** Page **
++++++
[REBOL] Re: newbie - How to
From: greggirwin:mindspring at: 22-Jun-2003 0:59
DN> What will be more accepted:
DN> A universal client (REBOL) that uses powerful yet
DN> non-standard data format and has integration limits.
I can't speak for anyone else here (or anywhere else for that matter
:), but I'm not very fond of XML (to put it mildly). It doesn't matter
to me if REBOL's native format is widely accepted, but for those who
adopt it, I think there are major benefits to be had.
DN> My english isn't strong, but I mean that smallness
DN> seems a very high design philosophy in REBOL. REBOL
DN> compares to FORTH very much in this aspect, and yet
DN> the formula does not appear potent historically.
Well, your English is good enough that I didn't know it wasn't native
for you! It's *very* good. And yes, you're absolutely correct that is
seems smallness is a priority, but I think they (at RT), and we, strive
more for simplicity and elegance; the size reduction is a happy
side effect, not an end to itself.
++++++
** Dataset content **
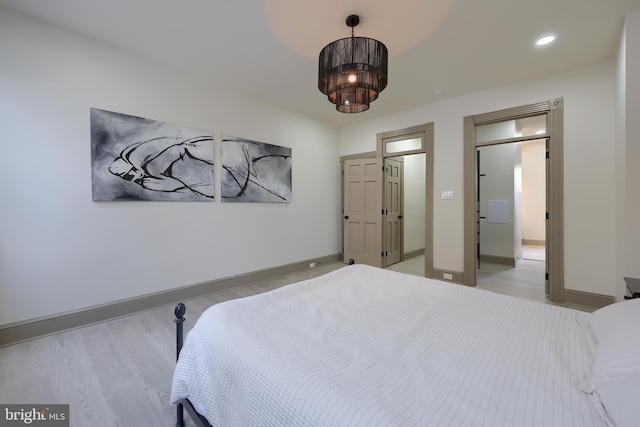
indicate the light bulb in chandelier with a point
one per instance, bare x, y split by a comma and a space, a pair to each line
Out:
353, 71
++++++
** Stated problem **
Can you return the REBOL post word for word, from "DN> My english" up to and including "end to itself."? Work from the REBOL post only, not from the material.

** Task result **
DN> My english isn't strong, but I mean that smallness
DN> seems a very high design philosophy in REBOL. REBOL
DN> compares to FORTH very much in this aspect, and yet
DN> the formula does not appear potent historically.
Well, your English is good enough that I didn't know it wasn't native
for you! It's *very* good. And yes, you're absolutely correct that is
seems smallness is a priority, but I think they (at RT), and we, strive
more for simplicity and elegance; the size reduction is a happy
side effect, not an end to itself.